↓

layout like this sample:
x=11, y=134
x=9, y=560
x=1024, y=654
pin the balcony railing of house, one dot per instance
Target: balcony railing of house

↑

-- BRIEF --
Give exactly, and nothing besides, the lines from the one in which "pin the balcony" occurs through the end of the records.

-- SOLUTION TO THIS EXERCISE --
pin the balcony railing of house, one dot per instance
Target: balcony railing of house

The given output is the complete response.